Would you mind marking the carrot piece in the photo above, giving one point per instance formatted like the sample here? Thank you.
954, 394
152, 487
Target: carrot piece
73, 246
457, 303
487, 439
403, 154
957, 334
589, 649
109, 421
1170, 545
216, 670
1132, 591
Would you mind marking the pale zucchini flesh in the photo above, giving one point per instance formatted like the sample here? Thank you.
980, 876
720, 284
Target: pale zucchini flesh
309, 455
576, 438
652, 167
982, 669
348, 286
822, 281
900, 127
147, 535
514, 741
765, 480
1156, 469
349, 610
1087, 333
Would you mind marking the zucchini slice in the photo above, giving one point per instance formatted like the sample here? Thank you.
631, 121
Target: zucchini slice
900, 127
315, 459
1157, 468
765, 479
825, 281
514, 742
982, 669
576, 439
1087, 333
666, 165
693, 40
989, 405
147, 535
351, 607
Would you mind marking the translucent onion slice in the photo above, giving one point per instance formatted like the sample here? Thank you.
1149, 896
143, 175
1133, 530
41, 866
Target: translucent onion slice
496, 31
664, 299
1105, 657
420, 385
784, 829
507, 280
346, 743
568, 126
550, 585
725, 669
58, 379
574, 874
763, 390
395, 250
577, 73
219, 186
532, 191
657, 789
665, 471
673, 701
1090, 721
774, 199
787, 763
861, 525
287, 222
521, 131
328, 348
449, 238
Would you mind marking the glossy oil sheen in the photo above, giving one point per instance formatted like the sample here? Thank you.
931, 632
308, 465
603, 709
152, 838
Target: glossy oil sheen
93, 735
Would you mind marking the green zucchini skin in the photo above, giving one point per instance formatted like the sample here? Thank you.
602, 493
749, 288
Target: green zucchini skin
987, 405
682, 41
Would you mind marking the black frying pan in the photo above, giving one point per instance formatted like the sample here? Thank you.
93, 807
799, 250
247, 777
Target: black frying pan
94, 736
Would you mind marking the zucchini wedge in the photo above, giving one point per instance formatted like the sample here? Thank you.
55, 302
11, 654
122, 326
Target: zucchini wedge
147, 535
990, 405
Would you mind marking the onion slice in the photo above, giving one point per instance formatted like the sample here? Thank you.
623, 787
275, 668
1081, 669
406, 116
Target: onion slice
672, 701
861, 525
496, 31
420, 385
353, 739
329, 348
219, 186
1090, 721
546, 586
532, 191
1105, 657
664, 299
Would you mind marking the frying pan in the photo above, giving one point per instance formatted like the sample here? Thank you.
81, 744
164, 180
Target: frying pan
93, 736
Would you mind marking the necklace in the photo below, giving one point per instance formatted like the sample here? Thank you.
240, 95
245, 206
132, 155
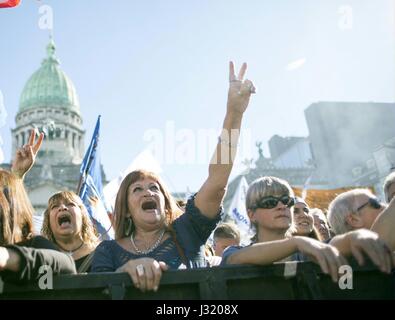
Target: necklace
149, 250
71, 252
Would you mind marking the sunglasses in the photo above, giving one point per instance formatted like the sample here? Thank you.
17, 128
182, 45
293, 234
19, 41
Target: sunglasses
272, 202
373, 202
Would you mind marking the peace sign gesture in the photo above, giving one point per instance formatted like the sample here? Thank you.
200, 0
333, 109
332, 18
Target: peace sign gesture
25, 156
239, 90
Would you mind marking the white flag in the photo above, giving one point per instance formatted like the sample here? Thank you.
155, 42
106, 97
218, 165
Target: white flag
144, 160
3, 116
238, 211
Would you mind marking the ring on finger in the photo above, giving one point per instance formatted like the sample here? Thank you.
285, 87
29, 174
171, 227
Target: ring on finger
140, 270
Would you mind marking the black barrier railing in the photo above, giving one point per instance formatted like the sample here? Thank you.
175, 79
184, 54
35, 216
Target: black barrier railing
280, 281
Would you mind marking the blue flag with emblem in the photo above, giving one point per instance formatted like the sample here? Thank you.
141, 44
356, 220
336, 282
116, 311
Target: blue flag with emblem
90, 187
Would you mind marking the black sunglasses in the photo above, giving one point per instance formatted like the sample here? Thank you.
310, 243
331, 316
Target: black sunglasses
373, 202
272, 202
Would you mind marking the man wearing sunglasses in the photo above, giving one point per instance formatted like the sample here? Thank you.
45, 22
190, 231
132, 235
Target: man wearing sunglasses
363, 225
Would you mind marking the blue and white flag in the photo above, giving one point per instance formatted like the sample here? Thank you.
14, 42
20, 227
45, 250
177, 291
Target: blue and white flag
3, 116
238, 211
90, 188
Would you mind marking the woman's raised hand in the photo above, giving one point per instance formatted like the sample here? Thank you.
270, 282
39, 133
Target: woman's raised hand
239, 90
144, 272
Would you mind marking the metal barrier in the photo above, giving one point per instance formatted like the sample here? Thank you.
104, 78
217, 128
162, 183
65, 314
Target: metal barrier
279, 281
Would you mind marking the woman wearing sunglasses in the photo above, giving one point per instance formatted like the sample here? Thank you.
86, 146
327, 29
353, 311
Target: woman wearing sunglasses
269, 201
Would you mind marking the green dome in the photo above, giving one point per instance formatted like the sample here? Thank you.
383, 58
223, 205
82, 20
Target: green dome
49, 86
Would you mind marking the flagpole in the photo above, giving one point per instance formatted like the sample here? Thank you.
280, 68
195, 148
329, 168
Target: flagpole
88, 159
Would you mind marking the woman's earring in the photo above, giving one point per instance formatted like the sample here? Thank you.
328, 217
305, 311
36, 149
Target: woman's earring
128, 226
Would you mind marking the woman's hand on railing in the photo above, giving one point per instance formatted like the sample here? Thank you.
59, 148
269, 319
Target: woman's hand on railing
26, 156
327, 256
144, 272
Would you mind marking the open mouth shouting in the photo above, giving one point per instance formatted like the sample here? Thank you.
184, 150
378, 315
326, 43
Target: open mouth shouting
64, 220
149, 205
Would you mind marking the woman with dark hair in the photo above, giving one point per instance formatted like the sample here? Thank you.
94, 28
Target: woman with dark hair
303, 221
152, 233
21, 253
269, 201
67, 224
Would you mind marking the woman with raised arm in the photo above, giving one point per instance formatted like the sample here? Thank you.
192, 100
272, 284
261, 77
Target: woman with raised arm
21, 252
269, 201
152, 234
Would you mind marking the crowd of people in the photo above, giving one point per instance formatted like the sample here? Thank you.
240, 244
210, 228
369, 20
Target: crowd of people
154, 233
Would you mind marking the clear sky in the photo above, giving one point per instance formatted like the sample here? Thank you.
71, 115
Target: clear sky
155, 64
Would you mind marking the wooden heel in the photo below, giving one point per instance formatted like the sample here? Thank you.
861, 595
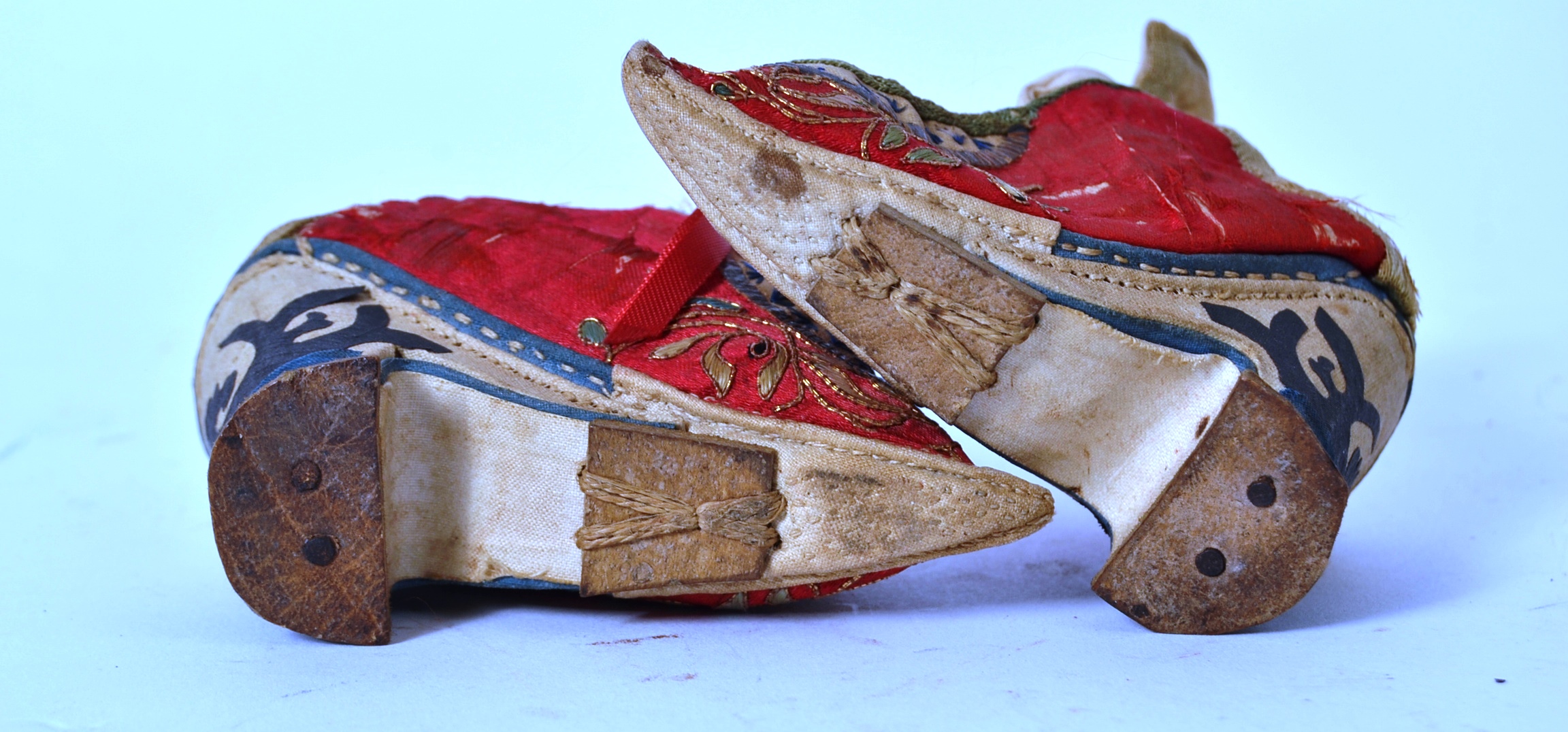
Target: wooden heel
297, 503
1241, 533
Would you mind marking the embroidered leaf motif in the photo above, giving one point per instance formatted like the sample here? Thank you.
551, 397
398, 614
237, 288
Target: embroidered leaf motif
841, 383
1013, 193
720, 370
893, 137
772, 373
672, 350
930, 156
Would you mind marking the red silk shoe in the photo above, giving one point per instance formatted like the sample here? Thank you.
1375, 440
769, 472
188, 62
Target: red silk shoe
523, 395
1100, 284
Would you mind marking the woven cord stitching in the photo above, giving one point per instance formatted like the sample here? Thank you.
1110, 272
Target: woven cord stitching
934, 316
747, 519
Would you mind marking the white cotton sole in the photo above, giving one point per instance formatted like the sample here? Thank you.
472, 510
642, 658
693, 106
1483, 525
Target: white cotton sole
478, 488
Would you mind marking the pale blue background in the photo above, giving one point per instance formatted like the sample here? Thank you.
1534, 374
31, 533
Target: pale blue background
143, 151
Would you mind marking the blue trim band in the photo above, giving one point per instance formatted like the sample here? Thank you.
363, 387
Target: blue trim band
303, 361
499, 582
1322, 267
1166, 334
394, 366
543, 353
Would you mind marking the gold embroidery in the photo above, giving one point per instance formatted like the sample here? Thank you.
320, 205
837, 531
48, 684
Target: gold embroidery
789, 358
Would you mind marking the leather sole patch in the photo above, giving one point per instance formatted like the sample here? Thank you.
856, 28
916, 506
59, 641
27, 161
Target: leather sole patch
666, 507
297, 503
934, 317
1241, 533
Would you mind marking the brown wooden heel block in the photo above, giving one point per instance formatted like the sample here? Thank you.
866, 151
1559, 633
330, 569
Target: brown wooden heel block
1241, 533
927, 261
297, 507
667, 507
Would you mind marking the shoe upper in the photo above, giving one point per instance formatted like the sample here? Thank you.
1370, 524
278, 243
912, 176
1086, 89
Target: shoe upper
548, 269
524, 278
1105, 161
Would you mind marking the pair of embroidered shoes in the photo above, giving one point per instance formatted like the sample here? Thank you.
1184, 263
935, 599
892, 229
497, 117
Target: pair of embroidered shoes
1098, 284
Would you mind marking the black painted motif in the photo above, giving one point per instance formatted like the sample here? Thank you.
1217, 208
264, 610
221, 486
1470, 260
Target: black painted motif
1330, 416
276, 346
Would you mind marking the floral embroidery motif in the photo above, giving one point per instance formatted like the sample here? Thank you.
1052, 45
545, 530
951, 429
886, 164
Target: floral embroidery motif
792, 369
828, 95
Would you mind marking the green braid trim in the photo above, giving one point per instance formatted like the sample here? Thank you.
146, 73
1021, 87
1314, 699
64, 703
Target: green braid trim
981, 124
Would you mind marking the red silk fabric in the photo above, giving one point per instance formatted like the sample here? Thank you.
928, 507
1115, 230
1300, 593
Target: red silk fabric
546, 269
1107, 162
689, 259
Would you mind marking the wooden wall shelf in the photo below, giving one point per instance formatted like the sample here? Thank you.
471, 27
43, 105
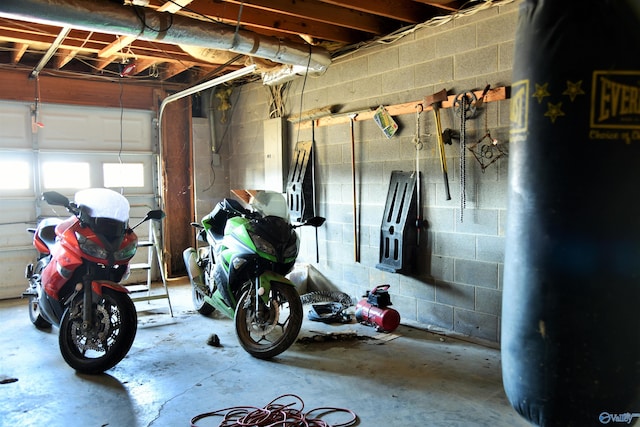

◇ ◇ ◇ ◇ ◇

*Written task*
Rewrite the rows from the line holding "Would you mind marking the red silk fabric" through the end of the rows, inclusive, with "red silk fabric" replaced by "crimson silk fabric" and nothing else changed. Leave the pictures out of your answer.

*Exercise response*
Would you mind marking the crimson silk fabric in the photo above, giving one point per instance formatted like the sample here? Thank you.
928, 507
1115, 230
1300, 593
Target: crimson silk fabric
546, 269
1107, 162
689, 259
Would you mind marking the wooden wall shelf in the photo below, giving one point per instance formatted like the sample here? Thank you.
471, 27
43, 105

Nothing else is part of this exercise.